WHAT YOU HAVE TO DO = Reproduce the entire listing word for word.

━━━━

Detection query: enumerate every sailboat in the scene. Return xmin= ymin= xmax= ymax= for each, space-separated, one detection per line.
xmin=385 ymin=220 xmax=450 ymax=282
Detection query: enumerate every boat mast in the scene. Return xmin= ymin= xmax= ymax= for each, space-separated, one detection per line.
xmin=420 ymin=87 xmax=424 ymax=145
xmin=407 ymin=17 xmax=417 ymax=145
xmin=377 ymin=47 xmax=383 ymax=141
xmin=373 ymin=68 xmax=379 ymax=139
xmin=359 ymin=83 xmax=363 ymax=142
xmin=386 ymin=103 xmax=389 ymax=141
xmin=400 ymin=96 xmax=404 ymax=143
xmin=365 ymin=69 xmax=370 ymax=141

━━━━

YOUR SOLUTION =
Detection query: enumerate every sailboat in the scene. Return xmin= ymin= xmax= ymax= for each, space-separated, one detection per line.
xmin=385 ymin=220 xmax=450 ymax=282
Detection query: enumerate every boat mast in the scene. Return xmin= ymin= xmax= ymax= for each, space-separated, one detection per line.
xmin=420 ymin=87 xmax=424 ymax=145
xmin=407 ymin=17 xmax=417 ymax=145
xmin=377 ymin=47 xmax=383 ymax=141
xmin=373 ymin=68 xmax=379 ymax=139
xmin=359 ymin=83 xmax=363 ymax=142
xmin=386 ymin=103 xmax=389 ymax=141
xmin=400 ymin=96 xmax=404 ymax=143
xmin=365 ymin=69 xmax=370 ymax=141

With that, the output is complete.